» **LESETEXT**:
+ + +

Der Spielfilm „Perfect Days“ von Wim Wenders erzählt die Geschichte eines Mannes, der freiwillig sein Leben auf das Nötigste reduziert und seine Berufung darin gefunden hat, mit all seiner Aufmerksamkeit öffentliche Toiletten in Tokio zu putzen. Zudem verbringt er seine Tage mit festen Routinen, die ihm Sicherheit und Zufriedenheit geben. So kann er jeden Morgen, wenn er aus der Haustür tritt, in den Himmel schauen und glückserfüllt den Tag beginnen.
Wir haben diesen Film kurz vor unserem Abflug nach Japan gesehen und er hat uns sehr fasziniert. Ein harmonischer Film voller Poesie und nichtsdestotrotz mit vielen überraschenden Momenten.
Auch wenn unser Alltag noch wenig mit der Routine und Ausgeglichenheit von Hirayama, dem Protagonisten des Films, zu tun hat, widmen wir ihm diesen Blog. Seine Art und Weise bei allem was er tut, im Hier und Jetzt zu sein, hat uns inspiriert. Allein mit seiner Achtsamkeit erlebt und sieht er wohl viel mehr als manch eine Familie, die auf große Reise geht.
Nun ja, da wir trotz all unserer Meditationsbemühungen, noch weit entfernt von seinem Niveau an Achtsamkeit sind und auch schon alle Flüge inklusive Unterkünfte gebucht hatten, haben wir uns nun doch auf den langen Weg nach Japan gemacht. Wir hatten ja zumindest die letzten Sommermonate damit verbracht, zwar nicht die Toiletten, aber unseren Garten mit aller Aufmerksamkeit schöner zu gestalten.

+ + +

» **OFFENE AUFGABEN**:
1. Gib aus dem Blogbeitrag zu „Perfect Days“ alles von „Der Spielfilm „Perfect“ bis hinunter zu „den Tag beginnen.“ wortgetreu wieder.
2. Führe den Blogbeitrag zu „Perfect Days“ nach seinem letzten Satz weiter.

Einträge zum Zeigen auf benannte Objekte:
+ + +

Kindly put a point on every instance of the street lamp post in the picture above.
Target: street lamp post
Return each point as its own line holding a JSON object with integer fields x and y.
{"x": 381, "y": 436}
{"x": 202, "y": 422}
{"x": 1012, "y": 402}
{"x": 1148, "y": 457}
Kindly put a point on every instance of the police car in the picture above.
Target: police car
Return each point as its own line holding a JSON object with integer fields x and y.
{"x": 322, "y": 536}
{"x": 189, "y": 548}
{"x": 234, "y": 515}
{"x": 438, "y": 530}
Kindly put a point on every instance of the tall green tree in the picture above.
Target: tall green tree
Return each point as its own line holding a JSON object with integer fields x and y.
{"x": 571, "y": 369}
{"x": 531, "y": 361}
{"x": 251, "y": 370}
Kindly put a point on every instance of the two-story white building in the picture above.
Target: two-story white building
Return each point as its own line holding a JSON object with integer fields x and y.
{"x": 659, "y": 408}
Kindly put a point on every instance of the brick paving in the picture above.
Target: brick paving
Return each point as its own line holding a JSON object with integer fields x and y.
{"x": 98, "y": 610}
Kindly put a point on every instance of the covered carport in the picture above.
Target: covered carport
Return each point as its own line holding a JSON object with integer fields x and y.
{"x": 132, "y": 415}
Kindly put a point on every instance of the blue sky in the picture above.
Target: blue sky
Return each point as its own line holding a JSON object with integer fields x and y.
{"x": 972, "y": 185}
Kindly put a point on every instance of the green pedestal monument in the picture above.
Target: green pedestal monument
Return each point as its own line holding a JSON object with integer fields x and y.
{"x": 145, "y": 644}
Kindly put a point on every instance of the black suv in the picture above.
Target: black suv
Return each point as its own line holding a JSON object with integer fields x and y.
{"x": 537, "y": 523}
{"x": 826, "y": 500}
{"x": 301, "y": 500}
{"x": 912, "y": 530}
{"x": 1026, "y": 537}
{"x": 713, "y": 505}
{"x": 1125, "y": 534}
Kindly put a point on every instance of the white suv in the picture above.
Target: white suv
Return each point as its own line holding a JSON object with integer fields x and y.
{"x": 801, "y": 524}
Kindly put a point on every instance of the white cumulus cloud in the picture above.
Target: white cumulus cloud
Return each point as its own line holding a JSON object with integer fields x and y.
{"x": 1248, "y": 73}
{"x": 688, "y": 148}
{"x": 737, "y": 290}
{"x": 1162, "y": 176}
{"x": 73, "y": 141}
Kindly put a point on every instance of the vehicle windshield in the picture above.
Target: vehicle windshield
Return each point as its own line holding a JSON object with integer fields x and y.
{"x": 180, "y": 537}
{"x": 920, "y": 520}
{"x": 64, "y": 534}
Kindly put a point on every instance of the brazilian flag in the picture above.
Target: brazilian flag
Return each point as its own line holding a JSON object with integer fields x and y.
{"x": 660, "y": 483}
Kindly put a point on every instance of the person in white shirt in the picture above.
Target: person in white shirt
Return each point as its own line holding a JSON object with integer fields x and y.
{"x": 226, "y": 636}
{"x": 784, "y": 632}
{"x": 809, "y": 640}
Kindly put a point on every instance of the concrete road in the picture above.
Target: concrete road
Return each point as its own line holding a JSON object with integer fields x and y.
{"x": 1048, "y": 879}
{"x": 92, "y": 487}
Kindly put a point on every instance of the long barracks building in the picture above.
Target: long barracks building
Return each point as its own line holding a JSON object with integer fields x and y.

+ + +

» **ERGEBNISSE**:
1.
Der Spielfilm „Perfect Days“ von Wim Wenders erzählt die Geschichte eines Mannes, der freiwillig sein Leben auf das Nötigste reduziert und seine Berufung darin gefunden hat, mit all seiner Aufmerksamkeit öffentliche Toiletten in Tokio zu putzen. Zudem verbringt er seine Tage mit festen Routinen, die ihm Sicherheit und Zufriedenheit geben. So kann er jeden Morgen, wenn er aus der Haustür tritt, in den Himmel schauen und glückserfüllt den Tag beginnen.

2.
So sind wir am 16. Oktober nach Narita geflogen. Unsere erste Unterkunft war ein Airbnb-Apartment in Konan-Chuo, Yokohama im Stile der japanischen 80er Jahre. Von hier aus besuchten wir in der ersten Woche Motos Verwandtschaft und trafen unter anderem auch zum ersten Mal Motos jüngste Halbschwester Yumi-chan und ihre Kinder. Wir erkundeten in dieser Zeit auch die Stadteile Futako-Tamagawa, Roppongi, Shibuya, Kamata sowie Shin-Yokohama und drehten eine E-Bike-Tour rund um Kamakura. Danach ging es mit dem Shinkansen Nozomi nach Nagoya. Hier übernachteten wir bei Motos Cousine und besuchten unter anderem den Shirotori-Garten, das Toyota Auto-Museum sowie das Gelände der Expo 2005 in Aichi. Von dort aus nutzten wir einen 5-Tages-Pass der Kintetsu-Eisenbahn-Linie und fuhren nach Osaka, Kyoto sowie Yoshino. 3 Nächte stellten wir uns dabei der Herausforderung im äußerst günstigen Hotel Sunplaza 2 Annex nahe des belebten Touristenviertels Shinsekai zu übernachten. Wieder zurück in Nagoya verabschiedeten wir Kourosh, Motos Schulfreund, der uns die ersten 2 Wochen begleitet hatte. Die Eindrücke bis zu diesem Zeitpunkt haben wir im folgenden 5-minütigen Video zusammengestellt:
Die anschließende Woche verbrachten wir bei Miho und ihrer Familie in Fukui im Rahmen eines Workaways. Dort verbrachten wir eine erlebnisreiche Zeit mit den Kindern (Natsumi, Yuka, Kayoko und Taisuke). Wir durften dabei hautnah miterleben, wie eine vollzeit-arbeitende japanische Mama gekonnt den Haushalt koordiniert und ihre lebhafte Familie umsorgt. Das war sehr beeindruckend. Wir hatten aber auch die Zeit mit unserem JR-West-All-Area-7 -Day-Railpass Tagesausflüge nach Kanazawa und nach Echizen-Ono zu machen. Zudem haben wir bei „Goldo“ ganz in der Nähe des Fukui Bahnhofs, das bisher wohl beste vegane Softeis entdeckt.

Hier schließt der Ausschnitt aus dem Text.